▽

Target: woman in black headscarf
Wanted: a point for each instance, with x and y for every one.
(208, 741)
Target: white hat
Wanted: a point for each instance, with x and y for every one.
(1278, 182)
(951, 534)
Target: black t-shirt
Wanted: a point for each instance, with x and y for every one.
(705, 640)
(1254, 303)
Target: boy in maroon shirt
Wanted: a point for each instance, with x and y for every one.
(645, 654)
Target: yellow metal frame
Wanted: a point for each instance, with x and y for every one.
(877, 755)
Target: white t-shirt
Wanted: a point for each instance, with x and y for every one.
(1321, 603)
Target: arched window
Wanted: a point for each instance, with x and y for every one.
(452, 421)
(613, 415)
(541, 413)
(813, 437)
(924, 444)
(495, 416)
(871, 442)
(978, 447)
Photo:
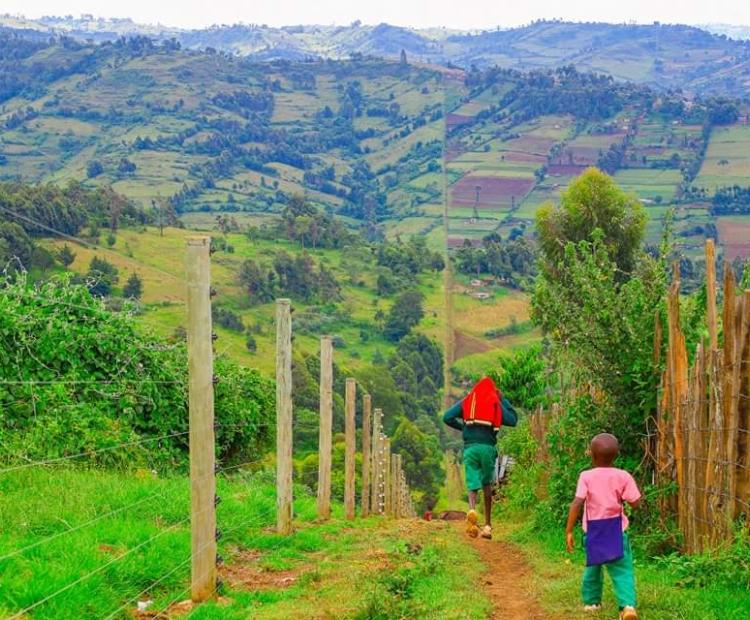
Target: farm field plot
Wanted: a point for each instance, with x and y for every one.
(727, 160)
(650, 184)
(585, 149)
(476, 317)
(547, 191)
(734, 235)
(659, 140)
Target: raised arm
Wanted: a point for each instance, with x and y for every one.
(573, 513)
(454, 416)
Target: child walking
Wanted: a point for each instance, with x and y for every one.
(479, 417)
(601, 492)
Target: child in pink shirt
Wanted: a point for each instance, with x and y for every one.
(601, 492)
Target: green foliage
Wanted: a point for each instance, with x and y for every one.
(294, 276)
(513, 261)
(16, 248)
(66, 256)
(602, 328)
(422, 461)
(592, 201)
(405, 313)
(133, 288)
(728, 567)
(521, 377)
(101, 277)
(82, 379)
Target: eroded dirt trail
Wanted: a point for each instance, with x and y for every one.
(508, 581)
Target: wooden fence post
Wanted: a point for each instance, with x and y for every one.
(201, 420)
(713, 331)
(397, 488)
(366, 457)
(284, 416)
(388, 478)
(326, 427)
(377, 469)
(350, 434)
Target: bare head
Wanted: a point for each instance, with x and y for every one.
(604, 449)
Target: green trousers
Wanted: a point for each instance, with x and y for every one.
(622, 575)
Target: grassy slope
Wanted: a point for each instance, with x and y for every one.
(661, 597)
(159, 262)
(337, 569)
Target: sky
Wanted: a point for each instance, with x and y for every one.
(463, 14)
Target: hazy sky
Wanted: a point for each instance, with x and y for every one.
(451, 13)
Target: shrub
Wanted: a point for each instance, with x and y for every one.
(100, 382)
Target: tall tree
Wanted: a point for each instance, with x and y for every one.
(593, 201)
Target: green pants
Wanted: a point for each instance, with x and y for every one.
(622, 575)
(479, 465)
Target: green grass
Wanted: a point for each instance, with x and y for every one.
(650, 184)
(727, 160)
(127, 537)
(159, 261)
(557, 577)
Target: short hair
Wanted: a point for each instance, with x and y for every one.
(605, 448)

△

Aim of the task:
Retype all of the data above word for word, and leave the pictures out.

Exercise response:
Target: woman in black headscarf
Wanted: a point for each instance, with x and y for every one.
(208, 741)
Target: white hat
Wanted: a point for each instance, with x and y for every one.
(1278, 182)
(951, 534)
Target: black t-shirt
Wanted: a point for each instance, with x and y for every one.
(705, 640)
(1254, 303)
Target: boy in maroon shirt
Wanted: a point for each instance, with x and y for every one.
(645, 654)
Target: yellow metal frame
Wanted: a point for each instance, with x and y for every one.
(877, 755)
Target: white t-shirt
Wanted: a point for each instance, with x and y for every one.
(1321, 603)
Target: arched window
Wanted: a point for each instance, with x and y for every one.
(452, 421)
(613, 415)
(541, 413)
(813, 437)
(924, 444)
(495, 416)
(871, 442)
(978, 447)
Photo:
Target: farm field plot
Wanted: a point for each instance, with x and y for every one.
(727, 160)
(650, 184)
(585, 149)
(476, 317)
(547, 191)
(734, 235)
(659, 140)
Target: raised arm
Wanted: a point for each instance, with x and y for every one.
(573, 513)
(454, 416)
Target: child walking
Wanted: a point for each instance, with x and y for every one.
(479, 417)
(601, 492)
Target: child in pink shirt
Wanted: a point for each instance, with x and y for every one.
(601, 492)
Target: green foliage
Wanted: a point for each instance, with x and y for every one.
(294, 276)
(513, 261)
(16, 248)
(66, 256)
(602, 328)
(422, 461)
(592, 201)
(405, 313)
(133, 288)
(728, 567)
(521, 377)
(101, 277)
(82, 379)
Target: eroded dirt trail
Wanted: a point for each instance, with x and y for every one.
(508, 581)
Target: wooden fence post
Wanted: a point for each instance, with x and y for every one.
(201, 420)
(713, 331)
(397, 488)
(366, 457)
(284, 416)
(388, 478)
(326, 427)
(377, 469)
(350, 434)
Target: bare head
Wanted: a point for each instance, with x and y for every one.
(604, 449)
Target: green trousers
Wanted: a point for each instance, with x and y for every one.
(622, 575)
Target: grassy slope
Wanted: a point for each instance, with x and y for every one.
(661, 597)
(159, 262)
(337, 569)
Target: sky
Wanted: a point for each instance, with x and y for every one.
(463, 14)
Target: hazy sky
Wanted: a point for each instance, with x and y for every one.
(451, 13)
Target: shrub
Wanted: a point for each instance, with x and y for every one.
(100, 382)
Target: tall tree
Wanted: a point for each instance, with x and y for every one.
(593, 201)
Target: green pants
Wanted: a point for each instance, with x and y for every one.
(622, 575)
(479, 465)
Target: green grass
Wanted: a point for each instance, with x and y for every one.
(650, 184)
(727, 160)
(127, 537)
(159, 261)
(557, 577)
Target: short hair
Wanted: a point for each instance, with x and y for every one.
(605, 448)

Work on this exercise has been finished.